-- START Reading passage --

What do you have like a piffy breakdown
of what a stable coin is and why they
matter so much?
>> Yeah, stable coin is uh a bare asset.
Um, which means that it's stuff that you
own. Like it if you lose it, it's gone.
So this is something that is very
different from a bank account where you
can never lose it because the bank holds
your money. They owe it to you, right?
As a you effectively kind of lending it
to the bank. But if you own a a stable
coin, if you lose it, it's gone.
Nobody's going to recover it. So it's
kind of like old school stock
certificates that you put in your safe
deposit. If it burns down, those things
are gone.
>> Yeah.
>> So that's a very different ownership
model. But um the reason why you can
implement it now is because of
cryptography and all these all these
things that blockchains provide. Um and
the reason why you can lower the cost
now is because since you own it, when
you transfer to somebody else, that's a
peer-to-peer transaction. There's no
third party. So when you transfer it,
you have full guarantees that you
received it because of the cryptography
and blockchain. So the problems that we
had with those original stock
certificates are all gone in a similar
way that you know e-commerce in the '9s
added SSL and everyone started seeing
that cryptographic lock symbol and they
knew that their credit card is not going
to be stolen.
>> When I transfer you a token you have
full guarantee from cryptography the
same exact guarantees as you do with
like e-commerce. you can see that this
particular token that I transferred to
you was issued by Circle and you have
full control over it. So now you know
that digital dollars that Circle is
selling right um are now under your
control. Um
>> now why does the Trump admin for
instance why do they care so much about
this? Um, obviously
>> I think uh politically it was probably
just this weird environment where
this is I hope I'm not going to get in
trouble. My [laughter]
there's [clears throat] like kind of
similar problem with like people
adopting technology like my parents in
the '9s. I think our government is
aging, right? Like we have this kind of
entrenched problem where it one once the
the Senate moves forward one death at a
time, one retirement at a time.

-- END Reading passage --

— Stated goal —
Reproduce word for word the portion of the stablecoin conversation above that starts with the words "What do you" and ends with "it if you lose it, it's gone.".

-- START Recorded information --

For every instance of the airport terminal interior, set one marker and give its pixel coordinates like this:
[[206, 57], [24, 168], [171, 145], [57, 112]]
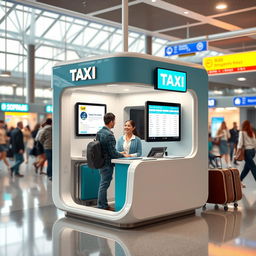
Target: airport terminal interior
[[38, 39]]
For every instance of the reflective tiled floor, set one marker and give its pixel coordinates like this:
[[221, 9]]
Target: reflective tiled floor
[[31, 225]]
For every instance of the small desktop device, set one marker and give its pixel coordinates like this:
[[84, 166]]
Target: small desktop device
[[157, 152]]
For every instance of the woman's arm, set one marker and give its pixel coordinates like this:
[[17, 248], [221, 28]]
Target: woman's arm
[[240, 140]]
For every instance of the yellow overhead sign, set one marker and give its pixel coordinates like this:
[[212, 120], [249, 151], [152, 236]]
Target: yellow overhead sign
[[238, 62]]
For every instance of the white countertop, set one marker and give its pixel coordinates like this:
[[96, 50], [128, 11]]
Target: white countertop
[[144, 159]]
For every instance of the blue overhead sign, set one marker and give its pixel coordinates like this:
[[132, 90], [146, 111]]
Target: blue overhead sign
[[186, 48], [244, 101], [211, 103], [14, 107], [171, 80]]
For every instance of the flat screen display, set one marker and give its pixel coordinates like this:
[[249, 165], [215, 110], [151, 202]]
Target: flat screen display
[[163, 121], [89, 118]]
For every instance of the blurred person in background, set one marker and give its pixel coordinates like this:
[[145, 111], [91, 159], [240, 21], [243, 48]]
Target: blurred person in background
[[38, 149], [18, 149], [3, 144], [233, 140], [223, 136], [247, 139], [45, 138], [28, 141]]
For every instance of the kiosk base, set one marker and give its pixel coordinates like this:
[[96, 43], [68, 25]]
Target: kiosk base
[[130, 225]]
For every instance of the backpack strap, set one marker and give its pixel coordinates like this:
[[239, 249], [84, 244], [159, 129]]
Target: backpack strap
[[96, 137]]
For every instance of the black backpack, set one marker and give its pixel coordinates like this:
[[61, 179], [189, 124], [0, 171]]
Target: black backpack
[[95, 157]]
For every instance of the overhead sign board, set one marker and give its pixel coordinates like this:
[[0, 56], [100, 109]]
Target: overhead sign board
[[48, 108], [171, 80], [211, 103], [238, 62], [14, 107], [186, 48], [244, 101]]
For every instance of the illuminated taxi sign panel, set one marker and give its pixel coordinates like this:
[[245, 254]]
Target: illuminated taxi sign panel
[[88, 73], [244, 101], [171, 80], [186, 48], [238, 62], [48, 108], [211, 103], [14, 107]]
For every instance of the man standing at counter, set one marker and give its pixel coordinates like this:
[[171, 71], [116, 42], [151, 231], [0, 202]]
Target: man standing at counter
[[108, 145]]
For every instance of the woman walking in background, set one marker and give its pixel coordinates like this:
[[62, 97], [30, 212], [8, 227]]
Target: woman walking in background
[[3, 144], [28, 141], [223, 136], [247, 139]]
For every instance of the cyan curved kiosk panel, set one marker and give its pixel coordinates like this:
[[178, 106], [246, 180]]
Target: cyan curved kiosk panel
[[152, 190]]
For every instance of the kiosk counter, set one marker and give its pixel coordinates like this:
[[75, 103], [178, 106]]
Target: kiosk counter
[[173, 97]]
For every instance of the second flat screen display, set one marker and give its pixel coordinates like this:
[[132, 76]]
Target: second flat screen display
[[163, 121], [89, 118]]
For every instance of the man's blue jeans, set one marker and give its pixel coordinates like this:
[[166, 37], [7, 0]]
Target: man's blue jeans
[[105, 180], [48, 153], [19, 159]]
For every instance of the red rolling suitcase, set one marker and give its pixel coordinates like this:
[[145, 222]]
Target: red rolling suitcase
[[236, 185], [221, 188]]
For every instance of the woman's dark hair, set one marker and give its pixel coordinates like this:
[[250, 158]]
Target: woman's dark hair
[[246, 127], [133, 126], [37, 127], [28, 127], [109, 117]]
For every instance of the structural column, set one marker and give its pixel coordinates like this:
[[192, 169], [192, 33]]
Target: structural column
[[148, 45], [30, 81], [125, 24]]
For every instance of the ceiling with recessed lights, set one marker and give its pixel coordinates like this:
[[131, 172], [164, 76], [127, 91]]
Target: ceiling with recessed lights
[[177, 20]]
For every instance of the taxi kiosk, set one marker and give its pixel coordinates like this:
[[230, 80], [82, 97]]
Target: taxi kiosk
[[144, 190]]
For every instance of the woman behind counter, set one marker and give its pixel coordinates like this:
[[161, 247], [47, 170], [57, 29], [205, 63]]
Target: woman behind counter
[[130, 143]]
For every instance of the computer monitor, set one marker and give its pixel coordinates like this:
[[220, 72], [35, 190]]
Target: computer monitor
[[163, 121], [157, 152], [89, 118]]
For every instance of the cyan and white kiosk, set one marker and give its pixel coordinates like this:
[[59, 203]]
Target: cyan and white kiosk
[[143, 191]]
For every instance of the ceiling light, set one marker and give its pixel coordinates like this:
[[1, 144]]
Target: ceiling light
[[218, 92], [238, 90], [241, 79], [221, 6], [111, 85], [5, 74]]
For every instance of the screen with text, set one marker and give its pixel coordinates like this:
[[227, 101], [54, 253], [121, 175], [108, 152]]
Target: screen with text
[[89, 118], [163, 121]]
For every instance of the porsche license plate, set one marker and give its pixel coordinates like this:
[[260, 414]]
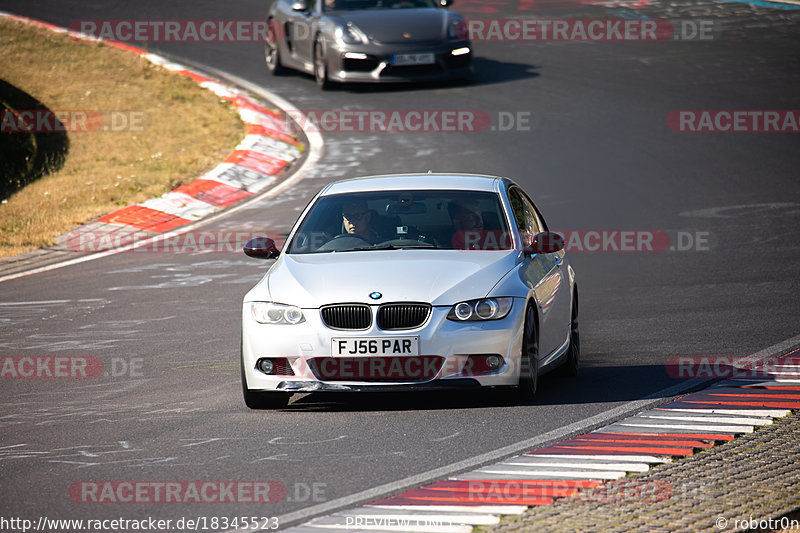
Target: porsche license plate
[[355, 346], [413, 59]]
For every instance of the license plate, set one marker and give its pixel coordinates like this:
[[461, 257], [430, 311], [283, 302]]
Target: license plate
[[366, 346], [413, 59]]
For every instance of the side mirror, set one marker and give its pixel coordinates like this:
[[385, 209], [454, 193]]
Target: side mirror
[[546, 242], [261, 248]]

-- END Recorded information --
-- START Recorded information --

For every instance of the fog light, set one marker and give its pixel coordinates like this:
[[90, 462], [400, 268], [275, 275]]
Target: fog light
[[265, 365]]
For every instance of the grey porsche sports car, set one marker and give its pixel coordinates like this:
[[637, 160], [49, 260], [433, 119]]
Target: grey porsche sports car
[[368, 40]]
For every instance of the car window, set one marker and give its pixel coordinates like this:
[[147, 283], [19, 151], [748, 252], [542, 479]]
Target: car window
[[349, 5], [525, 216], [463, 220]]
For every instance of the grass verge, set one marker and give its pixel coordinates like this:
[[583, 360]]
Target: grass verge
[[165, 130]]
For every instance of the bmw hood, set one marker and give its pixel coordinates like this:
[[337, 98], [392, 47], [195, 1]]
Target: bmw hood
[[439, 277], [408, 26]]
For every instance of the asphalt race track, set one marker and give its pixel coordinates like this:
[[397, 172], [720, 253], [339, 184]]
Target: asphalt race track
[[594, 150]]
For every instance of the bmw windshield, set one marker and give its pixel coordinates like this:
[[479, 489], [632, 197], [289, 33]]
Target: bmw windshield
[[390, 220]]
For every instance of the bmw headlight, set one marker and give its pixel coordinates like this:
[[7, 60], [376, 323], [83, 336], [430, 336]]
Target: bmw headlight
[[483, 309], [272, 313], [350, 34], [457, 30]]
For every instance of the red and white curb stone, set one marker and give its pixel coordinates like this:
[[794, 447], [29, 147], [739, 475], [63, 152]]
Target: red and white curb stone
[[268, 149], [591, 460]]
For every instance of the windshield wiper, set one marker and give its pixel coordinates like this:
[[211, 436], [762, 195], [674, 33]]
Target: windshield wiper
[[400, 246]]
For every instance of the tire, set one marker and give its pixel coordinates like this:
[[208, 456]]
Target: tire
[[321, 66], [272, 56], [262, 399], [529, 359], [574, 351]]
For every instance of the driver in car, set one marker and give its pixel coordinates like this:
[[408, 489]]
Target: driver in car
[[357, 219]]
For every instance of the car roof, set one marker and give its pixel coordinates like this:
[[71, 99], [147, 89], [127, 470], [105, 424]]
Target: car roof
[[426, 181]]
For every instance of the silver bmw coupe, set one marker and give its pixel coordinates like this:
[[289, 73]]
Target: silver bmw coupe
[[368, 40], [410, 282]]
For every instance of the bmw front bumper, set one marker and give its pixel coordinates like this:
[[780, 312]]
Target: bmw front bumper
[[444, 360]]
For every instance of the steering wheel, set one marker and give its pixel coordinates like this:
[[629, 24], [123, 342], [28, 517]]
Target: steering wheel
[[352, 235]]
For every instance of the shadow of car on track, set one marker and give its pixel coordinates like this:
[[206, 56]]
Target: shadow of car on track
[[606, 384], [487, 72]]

-- END Recorded information --

— Exercise response —
What do you have like a piffy breakdown
of what a stable coin is and why they
matter so much?
>> Yeah, stable coin is uh a bare asset.
Um, which means that it's stuff that you
own. Like it if you lose it, it's gone.